[Opening The data section]

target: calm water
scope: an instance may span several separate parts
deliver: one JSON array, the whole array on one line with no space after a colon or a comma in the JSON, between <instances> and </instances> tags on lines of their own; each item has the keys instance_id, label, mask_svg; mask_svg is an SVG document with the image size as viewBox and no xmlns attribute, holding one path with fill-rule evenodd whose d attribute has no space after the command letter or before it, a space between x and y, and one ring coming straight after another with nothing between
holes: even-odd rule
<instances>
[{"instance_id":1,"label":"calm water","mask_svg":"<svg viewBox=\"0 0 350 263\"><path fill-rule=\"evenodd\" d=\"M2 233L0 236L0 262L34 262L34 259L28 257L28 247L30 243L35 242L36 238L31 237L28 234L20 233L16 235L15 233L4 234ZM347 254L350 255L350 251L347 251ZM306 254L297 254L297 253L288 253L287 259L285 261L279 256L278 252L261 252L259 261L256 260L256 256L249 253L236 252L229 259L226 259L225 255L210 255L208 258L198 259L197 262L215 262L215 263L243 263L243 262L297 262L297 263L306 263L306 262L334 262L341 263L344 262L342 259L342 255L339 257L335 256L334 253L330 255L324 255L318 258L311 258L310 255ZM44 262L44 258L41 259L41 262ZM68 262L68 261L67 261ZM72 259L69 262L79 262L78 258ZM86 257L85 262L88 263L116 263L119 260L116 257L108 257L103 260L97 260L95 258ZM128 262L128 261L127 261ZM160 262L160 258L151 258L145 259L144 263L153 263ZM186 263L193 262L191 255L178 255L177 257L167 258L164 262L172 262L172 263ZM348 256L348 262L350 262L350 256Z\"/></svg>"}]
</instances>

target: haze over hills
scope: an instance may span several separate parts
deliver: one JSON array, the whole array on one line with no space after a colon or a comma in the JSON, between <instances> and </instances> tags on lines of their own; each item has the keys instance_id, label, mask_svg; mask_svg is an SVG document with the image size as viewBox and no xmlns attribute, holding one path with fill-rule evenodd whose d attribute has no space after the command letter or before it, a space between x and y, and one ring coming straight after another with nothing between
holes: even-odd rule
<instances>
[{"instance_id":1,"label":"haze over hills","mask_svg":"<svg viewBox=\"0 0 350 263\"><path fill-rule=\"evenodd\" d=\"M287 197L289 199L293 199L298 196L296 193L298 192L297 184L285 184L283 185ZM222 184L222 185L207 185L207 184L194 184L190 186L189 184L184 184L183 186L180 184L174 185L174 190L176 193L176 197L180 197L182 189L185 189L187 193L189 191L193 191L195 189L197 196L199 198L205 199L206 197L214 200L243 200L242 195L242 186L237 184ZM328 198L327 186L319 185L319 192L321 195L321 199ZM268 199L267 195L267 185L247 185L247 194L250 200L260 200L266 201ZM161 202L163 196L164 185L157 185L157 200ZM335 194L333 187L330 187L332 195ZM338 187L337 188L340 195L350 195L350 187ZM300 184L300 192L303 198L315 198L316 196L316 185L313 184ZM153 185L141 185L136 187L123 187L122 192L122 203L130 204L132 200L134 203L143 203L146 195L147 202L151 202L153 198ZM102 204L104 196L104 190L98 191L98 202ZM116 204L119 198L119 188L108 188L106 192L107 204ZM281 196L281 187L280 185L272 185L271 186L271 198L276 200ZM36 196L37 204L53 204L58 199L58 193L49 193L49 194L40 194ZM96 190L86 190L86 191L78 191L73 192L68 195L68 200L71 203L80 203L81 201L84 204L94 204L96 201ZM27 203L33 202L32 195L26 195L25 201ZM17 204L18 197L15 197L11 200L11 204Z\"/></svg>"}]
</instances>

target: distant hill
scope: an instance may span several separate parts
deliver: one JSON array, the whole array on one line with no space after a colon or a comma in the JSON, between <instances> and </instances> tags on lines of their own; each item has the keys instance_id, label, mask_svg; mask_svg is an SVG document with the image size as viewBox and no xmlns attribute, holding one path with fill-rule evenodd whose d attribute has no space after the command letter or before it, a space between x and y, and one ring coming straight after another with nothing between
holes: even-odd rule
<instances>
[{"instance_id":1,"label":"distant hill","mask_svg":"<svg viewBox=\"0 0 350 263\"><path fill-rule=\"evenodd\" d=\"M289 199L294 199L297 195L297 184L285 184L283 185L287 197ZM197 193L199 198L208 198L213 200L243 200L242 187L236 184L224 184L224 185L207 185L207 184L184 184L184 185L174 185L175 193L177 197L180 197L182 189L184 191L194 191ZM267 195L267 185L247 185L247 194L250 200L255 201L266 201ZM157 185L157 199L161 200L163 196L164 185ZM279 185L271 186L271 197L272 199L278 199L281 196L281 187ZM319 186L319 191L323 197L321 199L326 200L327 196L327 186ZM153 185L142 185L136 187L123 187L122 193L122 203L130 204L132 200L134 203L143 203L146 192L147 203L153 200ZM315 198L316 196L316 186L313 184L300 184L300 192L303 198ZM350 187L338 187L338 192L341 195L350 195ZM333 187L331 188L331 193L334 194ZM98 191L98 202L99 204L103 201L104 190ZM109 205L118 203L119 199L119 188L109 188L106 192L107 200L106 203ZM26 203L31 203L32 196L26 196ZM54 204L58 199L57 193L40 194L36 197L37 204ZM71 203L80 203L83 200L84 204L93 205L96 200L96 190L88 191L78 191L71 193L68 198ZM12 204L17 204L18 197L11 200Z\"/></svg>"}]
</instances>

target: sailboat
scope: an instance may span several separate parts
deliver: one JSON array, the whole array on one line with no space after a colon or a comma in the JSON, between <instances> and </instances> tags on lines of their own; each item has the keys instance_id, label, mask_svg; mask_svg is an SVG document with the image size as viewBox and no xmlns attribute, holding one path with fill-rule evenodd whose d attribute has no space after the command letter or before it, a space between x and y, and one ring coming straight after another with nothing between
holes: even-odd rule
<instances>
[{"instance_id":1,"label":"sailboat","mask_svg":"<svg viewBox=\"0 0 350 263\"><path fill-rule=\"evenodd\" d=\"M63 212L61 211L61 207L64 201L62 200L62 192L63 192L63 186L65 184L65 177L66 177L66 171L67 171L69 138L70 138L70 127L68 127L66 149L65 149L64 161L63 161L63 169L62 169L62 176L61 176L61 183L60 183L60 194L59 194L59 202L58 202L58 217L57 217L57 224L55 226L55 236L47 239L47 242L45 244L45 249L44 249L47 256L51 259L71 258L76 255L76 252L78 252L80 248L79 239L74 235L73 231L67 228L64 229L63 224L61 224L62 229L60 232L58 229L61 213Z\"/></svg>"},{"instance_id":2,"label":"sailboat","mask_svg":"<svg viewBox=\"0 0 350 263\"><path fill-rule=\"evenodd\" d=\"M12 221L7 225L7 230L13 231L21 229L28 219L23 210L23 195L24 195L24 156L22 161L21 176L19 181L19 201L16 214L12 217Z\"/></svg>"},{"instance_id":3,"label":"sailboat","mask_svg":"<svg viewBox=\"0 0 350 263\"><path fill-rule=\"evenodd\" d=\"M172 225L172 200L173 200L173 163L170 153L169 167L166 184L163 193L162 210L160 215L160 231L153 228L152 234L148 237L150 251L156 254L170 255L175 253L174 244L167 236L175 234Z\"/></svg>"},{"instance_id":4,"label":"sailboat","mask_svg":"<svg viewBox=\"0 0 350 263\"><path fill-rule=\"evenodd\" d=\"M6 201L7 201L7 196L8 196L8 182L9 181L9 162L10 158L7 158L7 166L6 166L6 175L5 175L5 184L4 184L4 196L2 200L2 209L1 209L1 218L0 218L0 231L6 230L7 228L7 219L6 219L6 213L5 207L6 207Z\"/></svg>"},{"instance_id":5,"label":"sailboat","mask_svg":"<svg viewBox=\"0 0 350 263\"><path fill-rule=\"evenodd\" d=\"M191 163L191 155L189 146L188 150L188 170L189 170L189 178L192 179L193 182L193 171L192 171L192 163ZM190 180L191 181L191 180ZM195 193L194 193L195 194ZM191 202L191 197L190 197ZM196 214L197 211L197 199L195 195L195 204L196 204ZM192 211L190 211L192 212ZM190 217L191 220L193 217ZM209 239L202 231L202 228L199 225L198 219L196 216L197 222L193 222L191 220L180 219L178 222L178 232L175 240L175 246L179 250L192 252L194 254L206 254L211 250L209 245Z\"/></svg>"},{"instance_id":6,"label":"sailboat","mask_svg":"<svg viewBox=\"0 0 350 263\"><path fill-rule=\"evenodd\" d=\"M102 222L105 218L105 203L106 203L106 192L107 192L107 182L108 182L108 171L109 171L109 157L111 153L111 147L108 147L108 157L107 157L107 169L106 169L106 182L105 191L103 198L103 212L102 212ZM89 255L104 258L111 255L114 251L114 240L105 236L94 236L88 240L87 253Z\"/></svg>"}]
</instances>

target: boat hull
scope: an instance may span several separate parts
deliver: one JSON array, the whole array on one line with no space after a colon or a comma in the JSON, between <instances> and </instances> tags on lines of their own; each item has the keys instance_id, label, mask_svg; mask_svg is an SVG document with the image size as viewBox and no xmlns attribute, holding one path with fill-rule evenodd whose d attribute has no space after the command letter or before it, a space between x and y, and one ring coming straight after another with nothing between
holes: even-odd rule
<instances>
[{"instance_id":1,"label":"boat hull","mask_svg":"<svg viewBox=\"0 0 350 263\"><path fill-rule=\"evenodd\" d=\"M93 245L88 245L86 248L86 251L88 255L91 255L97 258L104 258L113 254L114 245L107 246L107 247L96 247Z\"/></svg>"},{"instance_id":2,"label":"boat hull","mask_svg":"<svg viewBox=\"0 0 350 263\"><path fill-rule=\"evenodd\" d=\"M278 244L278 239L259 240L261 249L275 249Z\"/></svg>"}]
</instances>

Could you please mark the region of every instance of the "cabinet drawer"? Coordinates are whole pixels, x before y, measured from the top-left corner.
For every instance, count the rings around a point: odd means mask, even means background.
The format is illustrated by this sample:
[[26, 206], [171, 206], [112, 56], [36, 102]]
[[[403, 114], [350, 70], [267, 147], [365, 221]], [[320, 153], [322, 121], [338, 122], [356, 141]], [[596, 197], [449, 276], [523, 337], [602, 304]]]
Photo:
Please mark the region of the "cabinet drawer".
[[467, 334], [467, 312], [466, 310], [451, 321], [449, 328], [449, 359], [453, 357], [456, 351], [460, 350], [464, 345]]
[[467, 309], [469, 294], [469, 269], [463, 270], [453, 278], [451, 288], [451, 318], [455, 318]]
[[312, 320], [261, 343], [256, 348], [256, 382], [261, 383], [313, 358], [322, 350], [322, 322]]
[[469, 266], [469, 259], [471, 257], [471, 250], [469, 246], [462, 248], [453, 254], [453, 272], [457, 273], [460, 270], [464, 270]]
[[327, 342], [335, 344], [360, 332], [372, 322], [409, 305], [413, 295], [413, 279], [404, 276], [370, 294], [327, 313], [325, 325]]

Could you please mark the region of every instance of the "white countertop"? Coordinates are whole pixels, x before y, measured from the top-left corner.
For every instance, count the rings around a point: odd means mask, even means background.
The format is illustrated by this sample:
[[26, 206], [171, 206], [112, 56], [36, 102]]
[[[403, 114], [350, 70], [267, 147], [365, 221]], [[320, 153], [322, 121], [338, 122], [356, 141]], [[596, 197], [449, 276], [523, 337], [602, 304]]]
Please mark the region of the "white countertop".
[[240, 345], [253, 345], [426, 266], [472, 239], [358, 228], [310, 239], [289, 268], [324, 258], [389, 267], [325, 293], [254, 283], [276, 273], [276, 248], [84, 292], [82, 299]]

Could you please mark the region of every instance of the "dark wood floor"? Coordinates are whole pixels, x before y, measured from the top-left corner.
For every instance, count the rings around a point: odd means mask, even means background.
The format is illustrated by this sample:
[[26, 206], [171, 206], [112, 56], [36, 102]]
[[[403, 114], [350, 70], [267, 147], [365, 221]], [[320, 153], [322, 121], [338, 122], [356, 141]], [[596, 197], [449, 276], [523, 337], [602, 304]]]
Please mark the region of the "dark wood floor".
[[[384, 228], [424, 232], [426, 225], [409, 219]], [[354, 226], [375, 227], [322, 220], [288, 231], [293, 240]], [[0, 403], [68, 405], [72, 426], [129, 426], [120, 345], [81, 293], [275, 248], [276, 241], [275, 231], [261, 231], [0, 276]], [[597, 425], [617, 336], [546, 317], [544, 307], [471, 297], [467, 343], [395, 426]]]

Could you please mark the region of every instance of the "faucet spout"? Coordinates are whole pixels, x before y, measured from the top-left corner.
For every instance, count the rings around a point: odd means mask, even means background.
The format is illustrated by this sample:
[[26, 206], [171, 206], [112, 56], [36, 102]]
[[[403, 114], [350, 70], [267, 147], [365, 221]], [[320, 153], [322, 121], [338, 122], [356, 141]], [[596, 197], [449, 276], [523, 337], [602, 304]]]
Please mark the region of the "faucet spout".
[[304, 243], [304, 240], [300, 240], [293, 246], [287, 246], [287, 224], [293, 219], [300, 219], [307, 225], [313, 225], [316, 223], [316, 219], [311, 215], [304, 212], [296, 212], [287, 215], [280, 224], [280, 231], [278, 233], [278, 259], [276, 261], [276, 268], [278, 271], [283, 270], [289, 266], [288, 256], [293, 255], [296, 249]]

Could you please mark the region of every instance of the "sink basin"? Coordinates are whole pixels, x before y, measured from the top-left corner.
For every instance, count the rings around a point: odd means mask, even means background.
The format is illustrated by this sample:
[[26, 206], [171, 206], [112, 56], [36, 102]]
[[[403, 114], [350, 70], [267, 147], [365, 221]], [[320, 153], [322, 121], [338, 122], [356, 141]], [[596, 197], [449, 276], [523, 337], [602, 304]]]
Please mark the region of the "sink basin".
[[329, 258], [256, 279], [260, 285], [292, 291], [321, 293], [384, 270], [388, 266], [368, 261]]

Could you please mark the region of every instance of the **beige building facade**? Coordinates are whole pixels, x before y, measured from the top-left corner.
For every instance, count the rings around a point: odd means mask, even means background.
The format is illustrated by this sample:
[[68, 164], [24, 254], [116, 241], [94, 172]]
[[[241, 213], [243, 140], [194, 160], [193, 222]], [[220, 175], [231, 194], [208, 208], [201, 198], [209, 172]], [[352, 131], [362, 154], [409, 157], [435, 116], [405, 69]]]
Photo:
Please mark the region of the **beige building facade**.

[Closing The data section]

# Exercise:
Show every line in the entries where the string "target" occurs.

# Solution for this task:
target: calm water
target: haze over hills
target: distant hill
target: sailboat
target: boat hull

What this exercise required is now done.